● **AVAILABLE DATA**:
==============================

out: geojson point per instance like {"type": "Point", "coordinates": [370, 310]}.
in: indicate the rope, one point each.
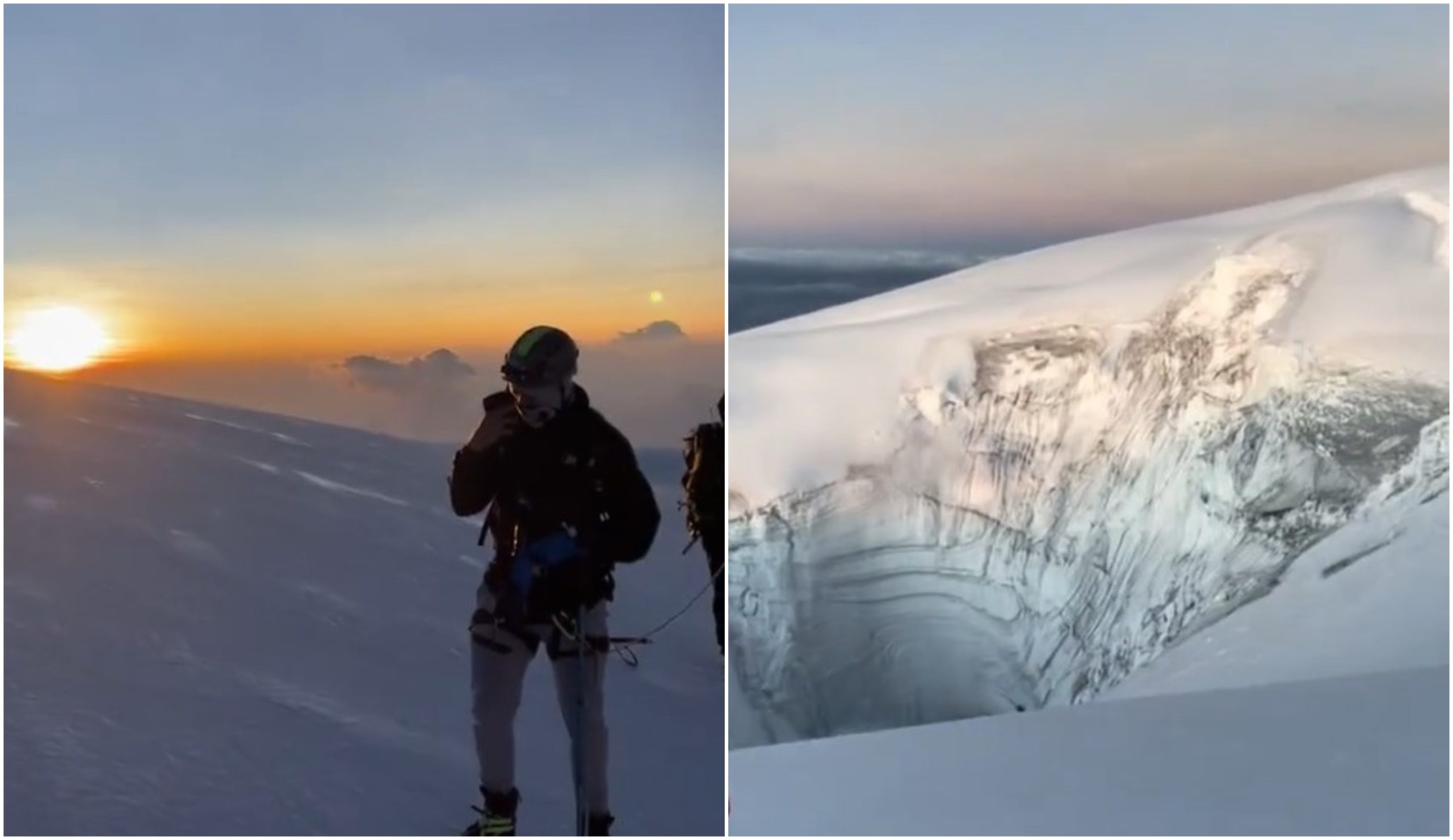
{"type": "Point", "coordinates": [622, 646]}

==============================

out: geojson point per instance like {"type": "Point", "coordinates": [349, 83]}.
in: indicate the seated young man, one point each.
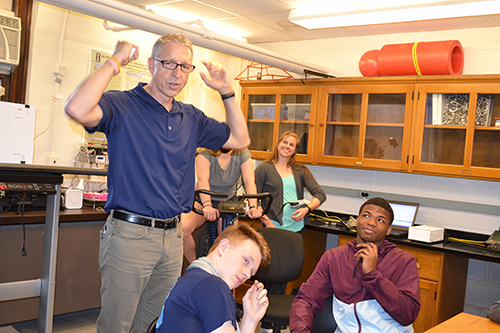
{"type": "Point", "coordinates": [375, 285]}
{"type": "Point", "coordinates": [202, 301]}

==============================

Gather every line of the material above that contains the string "indicate", and copy each such line in full.

● **REPLY**:
in: indicate the rope, one point each.
in: indicate the seated young man, one point each.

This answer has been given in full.